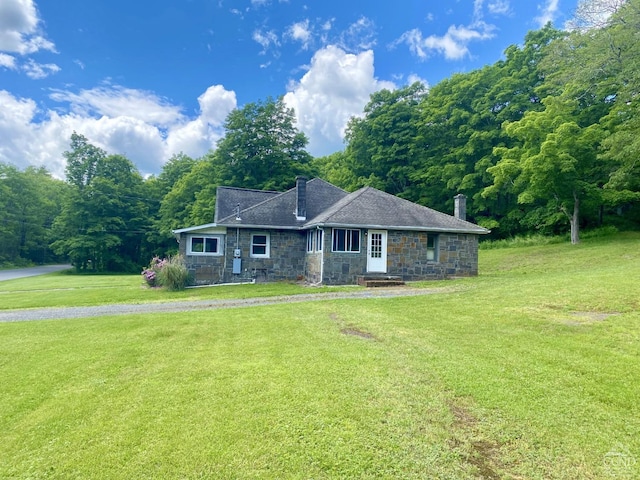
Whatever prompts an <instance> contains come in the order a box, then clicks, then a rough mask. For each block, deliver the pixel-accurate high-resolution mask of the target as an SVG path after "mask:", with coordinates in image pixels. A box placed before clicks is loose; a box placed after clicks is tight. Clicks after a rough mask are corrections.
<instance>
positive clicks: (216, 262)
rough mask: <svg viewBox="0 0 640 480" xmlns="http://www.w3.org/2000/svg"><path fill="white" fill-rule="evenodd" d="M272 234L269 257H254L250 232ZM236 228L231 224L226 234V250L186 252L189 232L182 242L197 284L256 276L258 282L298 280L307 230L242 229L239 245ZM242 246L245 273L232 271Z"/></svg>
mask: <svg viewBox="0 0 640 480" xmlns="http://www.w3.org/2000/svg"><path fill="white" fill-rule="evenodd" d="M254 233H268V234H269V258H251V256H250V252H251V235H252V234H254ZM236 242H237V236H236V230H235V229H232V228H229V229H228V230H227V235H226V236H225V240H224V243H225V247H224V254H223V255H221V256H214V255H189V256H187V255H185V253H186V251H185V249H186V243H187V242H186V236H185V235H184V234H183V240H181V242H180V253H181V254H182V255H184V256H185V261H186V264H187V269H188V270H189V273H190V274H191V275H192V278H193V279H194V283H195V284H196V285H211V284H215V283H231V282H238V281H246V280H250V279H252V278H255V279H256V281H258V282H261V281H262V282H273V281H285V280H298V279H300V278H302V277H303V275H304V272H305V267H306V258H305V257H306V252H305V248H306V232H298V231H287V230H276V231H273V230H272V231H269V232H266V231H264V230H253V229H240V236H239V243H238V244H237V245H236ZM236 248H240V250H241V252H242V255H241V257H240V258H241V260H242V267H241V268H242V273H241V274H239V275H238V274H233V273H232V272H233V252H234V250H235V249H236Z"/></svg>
····················
■ TASK REQUIREMENTS ■
Put the lines from the start of the records through the one holding "rough mask: <svg", inclusive, into a Markdown table with the columns Index and Line. Leave out the pictures and any blank lines.

■ PROBLEM SOLUTION ■
| Index | Line |
|---|---|
| 1 | Whatever prompts an <instance> contains come in the order a box, then clicks, then a rough mask. For each block, deliver the pixel-accurate high-resolution mask of the target as an SVG path after "mask:", with coordinates in image pixels. A box placed before clicks is loose; a box placed after clicks is tight. Clicks after a rough mask are corrections. |
| 2 | <instance> |
| 3 | positive clicks: (216, 262) |
| 4 | rough mask: <svg viewBox="0 0 640 480" xmlns="http://www.w3.org/2000/svg"><path fill="white" fill-rule="evenodd" d="M272 234L269 257H254L250 232ZM236 228L231 224L226 234V250L186 252L189 232L182 242L197 284L256 276L258 282L298 280L307 230L242 229L239 245ZM242 246L245 273L232 271Z"/></svg> |